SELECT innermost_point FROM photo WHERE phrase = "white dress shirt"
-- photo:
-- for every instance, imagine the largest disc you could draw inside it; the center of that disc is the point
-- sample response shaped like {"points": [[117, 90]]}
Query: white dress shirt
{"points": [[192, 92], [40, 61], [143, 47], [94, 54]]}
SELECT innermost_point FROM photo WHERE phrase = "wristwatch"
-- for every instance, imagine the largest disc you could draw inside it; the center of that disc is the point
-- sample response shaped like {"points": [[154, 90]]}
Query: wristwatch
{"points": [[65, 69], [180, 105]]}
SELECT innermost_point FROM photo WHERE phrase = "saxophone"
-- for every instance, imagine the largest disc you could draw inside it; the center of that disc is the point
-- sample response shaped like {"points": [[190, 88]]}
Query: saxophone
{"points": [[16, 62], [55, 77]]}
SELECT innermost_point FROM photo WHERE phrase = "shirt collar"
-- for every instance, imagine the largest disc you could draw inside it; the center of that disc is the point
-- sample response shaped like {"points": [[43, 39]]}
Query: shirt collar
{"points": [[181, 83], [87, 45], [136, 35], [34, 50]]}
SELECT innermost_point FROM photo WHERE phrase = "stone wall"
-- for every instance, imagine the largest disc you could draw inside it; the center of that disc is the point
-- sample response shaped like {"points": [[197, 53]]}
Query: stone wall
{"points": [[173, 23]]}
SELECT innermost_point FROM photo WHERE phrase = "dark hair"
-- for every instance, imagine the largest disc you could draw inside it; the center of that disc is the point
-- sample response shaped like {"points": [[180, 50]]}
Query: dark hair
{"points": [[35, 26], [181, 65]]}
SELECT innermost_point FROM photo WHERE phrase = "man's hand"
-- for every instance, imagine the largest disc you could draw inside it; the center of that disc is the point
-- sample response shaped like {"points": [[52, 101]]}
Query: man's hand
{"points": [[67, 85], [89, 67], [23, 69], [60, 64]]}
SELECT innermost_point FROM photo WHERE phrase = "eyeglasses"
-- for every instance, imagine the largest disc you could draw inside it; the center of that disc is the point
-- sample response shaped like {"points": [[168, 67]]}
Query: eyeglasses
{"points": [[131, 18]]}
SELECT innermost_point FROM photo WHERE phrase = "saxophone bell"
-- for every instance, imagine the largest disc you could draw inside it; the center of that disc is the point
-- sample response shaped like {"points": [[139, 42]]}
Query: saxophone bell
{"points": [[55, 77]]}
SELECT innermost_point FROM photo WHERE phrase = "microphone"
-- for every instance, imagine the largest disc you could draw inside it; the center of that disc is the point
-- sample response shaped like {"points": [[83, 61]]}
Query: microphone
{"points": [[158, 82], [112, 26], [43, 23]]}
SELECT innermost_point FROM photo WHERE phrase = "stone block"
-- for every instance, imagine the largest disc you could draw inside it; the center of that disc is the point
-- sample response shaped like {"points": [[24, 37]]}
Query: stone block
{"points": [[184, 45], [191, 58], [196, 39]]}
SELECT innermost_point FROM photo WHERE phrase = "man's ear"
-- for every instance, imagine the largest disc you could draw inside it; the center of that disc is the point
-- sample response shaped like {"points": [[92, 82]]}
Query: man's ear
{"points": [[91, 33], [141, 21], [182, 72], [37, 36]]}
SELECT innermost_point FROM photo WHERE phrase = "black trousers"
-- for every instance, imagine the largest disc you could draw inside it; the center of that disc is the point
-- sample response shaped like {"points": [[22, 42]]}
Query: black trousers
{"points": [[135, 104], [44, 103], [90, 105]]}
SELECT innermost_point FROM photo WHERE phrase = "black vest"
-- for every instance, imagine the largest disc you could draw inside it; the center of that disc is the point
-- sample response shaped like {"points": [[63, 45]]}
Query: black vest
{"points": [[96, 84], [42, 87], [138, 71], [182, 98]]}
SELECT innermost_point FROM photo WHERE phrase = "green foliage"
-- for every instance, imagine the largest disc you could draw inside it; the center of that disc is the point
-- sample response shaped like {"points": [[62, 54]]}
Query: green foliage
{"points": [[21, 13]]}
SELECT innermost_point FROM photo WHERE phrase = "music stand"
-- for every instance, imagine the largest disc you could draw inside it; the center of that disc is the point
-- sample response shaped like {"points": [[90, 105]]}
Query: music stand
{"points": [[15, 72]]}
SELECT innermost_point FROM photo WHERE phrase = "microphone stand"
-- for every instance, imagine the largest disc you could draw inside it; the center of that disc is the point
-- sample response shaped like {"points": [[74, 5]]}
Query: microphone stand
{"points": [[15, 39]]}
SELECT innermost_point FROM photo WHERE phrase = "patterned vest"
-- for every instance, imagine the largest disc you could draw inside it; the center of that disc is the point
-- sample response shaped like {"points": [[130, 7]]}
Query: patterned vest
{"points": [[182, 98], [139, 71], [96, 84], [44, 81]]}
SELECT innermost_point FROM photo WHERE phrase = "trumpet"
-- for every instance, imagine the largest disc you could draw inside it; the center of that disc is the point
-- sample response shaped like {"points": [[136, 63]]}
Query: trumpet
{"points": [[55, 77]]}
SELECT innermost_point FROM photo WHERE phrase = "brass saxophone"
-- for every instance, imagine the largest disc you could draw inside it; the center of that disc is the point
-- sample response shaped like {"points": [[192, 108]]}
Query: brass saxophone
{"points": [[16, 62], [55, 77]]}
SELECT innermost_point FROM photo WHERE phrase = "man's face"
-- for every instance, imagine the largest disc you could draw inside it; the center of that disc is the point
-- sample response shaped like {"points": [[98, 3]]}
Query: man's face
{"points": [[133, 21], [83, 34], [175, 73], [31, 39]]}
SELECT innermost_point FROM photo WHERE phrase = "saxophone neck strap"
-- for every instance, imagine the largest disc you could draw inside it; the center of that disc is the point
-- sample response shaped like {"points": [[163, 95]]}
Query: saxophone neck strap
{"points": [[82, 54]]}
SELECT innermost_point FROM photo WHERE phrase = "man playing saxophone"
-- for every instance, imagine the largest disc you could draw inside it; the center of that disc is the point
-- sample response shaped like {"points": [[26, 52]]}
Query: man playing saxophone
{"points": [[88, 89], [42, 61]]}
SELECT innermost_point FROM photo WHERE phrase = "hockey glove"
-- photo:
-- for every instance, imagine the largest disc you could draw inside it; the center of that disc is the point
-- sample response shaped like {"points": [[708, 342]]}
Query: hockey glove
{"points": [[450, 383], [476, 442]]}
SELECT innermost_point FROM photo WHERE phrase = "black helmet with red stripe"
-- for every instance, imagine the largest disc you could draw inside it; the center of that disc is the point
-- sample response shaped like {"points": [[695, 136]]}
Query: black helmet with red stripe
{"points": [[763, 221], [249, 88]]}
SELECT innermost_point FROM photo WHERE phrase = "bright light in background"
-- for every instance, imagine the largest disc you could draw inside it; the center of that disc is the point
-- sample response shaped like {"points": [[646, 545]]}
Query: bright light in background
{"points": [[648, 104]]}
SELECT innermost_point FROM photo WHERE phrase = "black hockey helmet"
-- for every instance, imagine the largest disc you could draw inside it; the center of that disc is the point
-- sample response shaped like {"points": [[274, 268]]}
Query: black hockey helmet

------------------------------------

Copy every line in the data above that contains the string "shirt". Matching is case-sensitive.

Correct result:
SELECT innermost_point FROM photo WHERE phrase = "white dress shirt"
Query: white dress shirt
SELECT innermost_point FROM photo WHERE phrase = "shirt collar"
Query: shirt collar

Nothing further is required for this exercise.